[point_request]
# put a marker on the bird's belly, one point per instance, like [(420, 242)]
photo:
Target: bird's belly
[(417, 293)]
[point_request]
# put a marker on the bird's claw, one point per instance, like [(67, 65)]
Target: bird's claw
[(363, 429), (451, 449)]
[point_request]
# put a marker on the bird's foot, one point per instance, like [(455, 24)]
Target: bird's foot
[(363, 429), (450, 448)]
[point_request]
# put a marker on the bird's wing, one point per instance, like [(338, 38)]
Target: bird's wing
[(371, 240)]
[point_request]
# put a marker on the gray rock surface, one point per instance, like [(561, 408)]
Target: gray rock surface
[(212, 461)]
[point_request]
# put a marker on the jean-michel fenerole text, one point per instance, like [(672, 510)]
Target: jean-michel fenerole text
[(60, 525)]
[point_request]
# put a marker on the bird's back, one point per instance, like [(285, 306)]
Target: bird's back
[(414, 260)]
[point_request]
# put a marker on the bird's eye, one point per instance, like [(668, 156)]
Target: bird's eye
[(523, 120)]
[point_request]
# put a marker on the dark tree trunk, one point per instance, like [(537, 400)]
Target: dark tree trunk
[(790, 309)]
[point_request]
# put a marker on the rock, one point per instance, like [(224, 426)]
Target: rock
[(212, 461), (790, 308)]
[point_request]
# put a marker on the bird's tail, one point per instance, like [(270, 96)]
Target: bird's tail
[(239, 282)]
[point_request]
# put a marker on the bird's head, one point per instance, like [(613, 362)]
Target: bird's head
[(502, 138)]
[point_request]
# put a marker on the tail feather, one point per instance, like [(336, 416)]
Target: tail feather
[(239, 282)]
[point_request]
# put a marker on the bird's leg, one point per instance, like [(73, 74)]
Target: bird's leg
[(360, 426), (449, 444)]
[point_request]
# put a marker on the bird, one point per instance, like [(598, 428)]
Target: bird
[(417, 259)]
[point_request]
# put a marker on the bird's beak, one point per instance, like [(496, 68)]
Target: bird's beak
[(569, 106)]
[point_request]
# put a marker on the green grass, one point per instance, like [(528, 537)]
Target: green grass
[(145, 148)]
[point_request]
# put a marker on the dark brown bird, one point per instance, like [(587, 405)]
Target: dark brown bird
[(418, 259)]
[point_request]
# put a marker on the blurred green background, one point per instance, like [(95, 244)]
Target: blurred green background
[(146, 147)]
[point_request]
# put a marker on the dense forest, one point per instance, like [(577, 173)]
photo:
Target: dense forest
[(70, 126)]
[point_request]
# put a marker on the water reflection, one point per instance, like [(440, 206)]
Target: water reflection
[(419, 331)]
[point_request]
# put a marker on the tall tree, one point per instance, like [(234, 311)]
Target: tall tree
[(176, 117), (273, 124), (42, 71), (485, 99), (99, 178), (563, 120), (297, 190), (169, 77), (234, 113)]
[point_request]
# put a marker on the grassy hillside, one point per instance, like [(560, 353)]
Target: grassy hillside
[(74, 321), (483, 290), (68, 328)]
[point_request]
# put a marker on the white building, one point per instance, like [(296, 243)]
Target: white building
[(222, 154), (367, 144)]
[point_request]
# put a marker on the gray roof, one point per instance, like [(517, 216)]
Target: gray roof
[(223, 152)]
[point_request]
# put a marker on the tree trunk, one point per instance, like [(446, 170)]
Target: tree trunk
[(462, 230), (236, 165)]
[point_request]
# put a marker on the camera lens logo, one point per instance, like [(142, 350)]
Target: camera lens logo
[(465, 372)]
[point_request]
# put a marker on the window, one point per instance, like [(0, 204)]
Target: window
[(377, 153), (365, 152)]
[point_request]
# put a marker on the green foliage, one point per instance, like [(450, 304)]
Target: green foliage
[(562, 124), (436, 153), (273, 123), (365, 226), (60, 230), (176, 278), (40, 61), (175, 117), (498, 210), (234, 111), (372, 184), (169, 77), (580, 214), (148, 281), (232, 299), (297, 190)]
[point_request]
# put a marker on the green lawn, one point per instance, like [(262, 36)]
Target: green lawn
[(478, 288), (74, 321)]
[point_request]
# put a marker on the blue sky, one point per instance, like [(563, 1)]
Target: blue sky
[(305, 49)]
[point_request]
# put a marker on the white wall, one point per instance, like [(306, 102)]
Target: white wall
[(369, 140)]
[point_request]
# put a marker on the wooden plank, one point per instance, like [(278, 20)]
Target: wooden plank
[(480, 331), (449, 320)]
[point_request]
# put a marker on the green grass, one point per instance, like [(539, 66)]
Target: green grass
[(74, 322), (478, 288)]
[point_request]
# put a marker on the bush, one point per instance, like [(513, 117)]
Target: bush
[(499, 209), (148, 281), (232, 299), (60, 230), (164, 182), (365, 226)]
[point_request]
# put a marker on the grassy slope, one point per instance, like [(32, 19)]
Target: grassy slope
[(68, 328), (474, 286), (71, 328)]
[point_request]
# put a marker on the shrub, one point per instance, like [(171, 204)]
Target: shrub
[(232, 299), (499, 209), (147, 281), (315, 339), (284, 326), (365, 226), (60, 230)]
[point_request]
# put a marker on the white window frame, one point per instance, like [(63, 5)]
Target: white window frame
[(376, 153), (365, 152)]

********************

### PROBLEM TO WORK ON
Copy every line verbatim.

### ANSWER FOR THIS EXERCISE
[point_request]
# put a marker on the bird's belly, one point per instance, like [(420, 242)]
photo:
Target: bird's belly
[(417, 293)]
[point_request]
# put a marker on the bird's claw, one point per instance, like [(67, 65)]
Target: bird's claw
[(363, 429), (451, 449)]
[point_request]
# put a marker on the bird's foot, one point per instance, like [(455, 24)]
Target: bird's foot
[(363, 429), (450, 448)]
[point_request]
# put a marker on the bird's wing, one point per instance, like [(338, 38)]
Target: bird's wing
[(371, 240)]
[point_request]
# put a marker on the gray rock surface, one point per instance, like [(561, 408)]
Target: gray rock surface
[(212, 461)]
[point_request]
# put a marker on the jean-michel fenerole text, one point per instance, like [(672, 510)]
Target: jean-michel fenerole text
[(60, 525)]
[point_request]
# put a marker on the bird's back, one point per instance, like [(285, 306)]
Target: bird's back
[(414, 260)]
[point_request]
# put a marker on the bird's eye, one point per instance, like [(668, 156)]
Target: bird's eye
[(523, 120)]
[point_request]
# put a marker on the dark tree trunk, one point per instance, like [(537, 400)]
Target: dark tree trunk
[(790, 309)]
[point_request]
# put a marker on the rock, one point per instance, like [(224, 426)]
Target: rock
[(212, 461), (790, 308)]
[point_request]
# put a marker on the bird's tail, one point per instance, like [(270, 96)]
Target: bird's tail
[(239, 282)]
[point_request]
# put a marker on the bird's head, one point per instance, like [(613, 362)]
Target: bird's head
[(502, 138)]
[point_request]
# put a marker on the tail feather, one point per instance, like [(336, 416)]
Target: tail feather
[(239, 282)]
[point_request]
# put a marker on the bird's leg, one point per instance, like [(73, 74)]
Target: bird's leg
[(360, 426), (449, 444)]
[point_request]
# put a marker on the bird, one point per instance, like [(598, 428)]
Target: bird
[(417, 259)]
[point_request]
# put a marker on the bird's beak, one point per instance, like [(496, 68)]
Target: bird's beak
[(569, 106)]
[point_request]
# put a marker on the green grass, one point per instance, like [(528, 537)]
Target: green grass
[(145, 148)]
[point_request]
# put a marker on the dark brown bird, one point per instance, like [(587, 405)]
Target: dark brown bird
[(418, 259)]
[point_request]
# put a marker on the blurred green background, one point per instance, like [(95, 244)]
Target: blurred green background
[(146, 147)]
[point_request]
# put a marker on the dense forest, one point per instance, like [(577, 173)]
photo:
Target: dense forest
[(70, 126)]
[point_request]
# put a marker on the water reflection, one point per instance, like [(440, 206)]
Target: water reflection
[(419, 331)]
[point_request]
# put a marker on the tall tree, one point per instance, like [(234, 311)]
Target: tall tree
[(176, 117), (273, 124), (42, 71), (485, 99), (99, 178), (563, 120), (297, 190), (169, 77), (234, 113)]
[point_request]
# put a marker on the grassy hillside, one point per instance, like [(560, 353)]
Target: grassy hillside
[(74, 321), (483, 290), (68, 328)]
[point_request]
# put a marker on the white building, one point per instance, like [(296, 243)]
Target: white building
[(222, 154), (367, 144)]
[point_request]
# put a marker on the gray roof, one point per instance, like [(517, 216)]
Target: gray roof
[(223, 152)]
[point_request]
# put a marker on the tree trunk, one point per instance, like [(446, 170)]
Target: tree trunk
[(462, 230), (236, 165)]
[point_request]
# put a marker on the camera lens logo, one point per instance, like [(142, 350)]
Target: camera lens logo
[(465, 372)]
[point_request]
# put a marker on the window, one point per instance, like [(0, 204)]
Target: window
[(377, 153), (365, 152)]
[point_request]
# put a marker on the green foliage, one point per instance, like [(450, 304)]
Target: green foliage
[(562, 124), (436, 153), (273, 123), (365, 226), (60, 230), (176, 278), (40, 61), (175, 117), (498, 210), (234, 111), (372, 184), (169, 77), (580, 214), (148, 281), (232, 299), (297, 190)]
[point_request]
# put a marker on the green lawn, one point per instance, like [(262, 36)]
Target: green lawn
[(478, 288), (74, 321)]
[point_request]
# put a marker on the blue sky, one point per instance, like [(563, 1)]
Target: blue sky
[(305, 49)]
[point_request]
# put a marker on the white wall, one point per instance, like [(306, 102)]
Target: white wall
[(369, 140)]
[point_request]
# put a marker on the wooden plank, one point per instance, like [(278, 20)]
Target: wooden plank
[(480, 331), (449, 320)]
[point_request]
# put a marker on the green grass, one point per instance, like [(539, 66)]
Target: green grass
[(74, 322), (478, 288)]
[point_request]
# put a marker on the bush, one point per instance, like [(513, 117)]
Target: bush
[(499, 209), (148, 281), (232, 299), (60, 230), (164, 182), (365, 226)]
[point_request]
# put a marker on the grassy slope, one point per instance, like [(32, 19)]
Target: grassy slope
[(68, 328), (474, 286), (71, 328)]
[point_request]
# put a marker on the shrub, one point per instance, like [(171, 204)]
Target: shrub
[(232, 299), (499, 209), (147, 281), (315, 339), (284, 326), (365, 226), (60, 230)]
[point_request]
# put a marker on the white window frame, one point per instance, like [(63, 5)]
Target: white window frame
[(376, 153), (365, 152)]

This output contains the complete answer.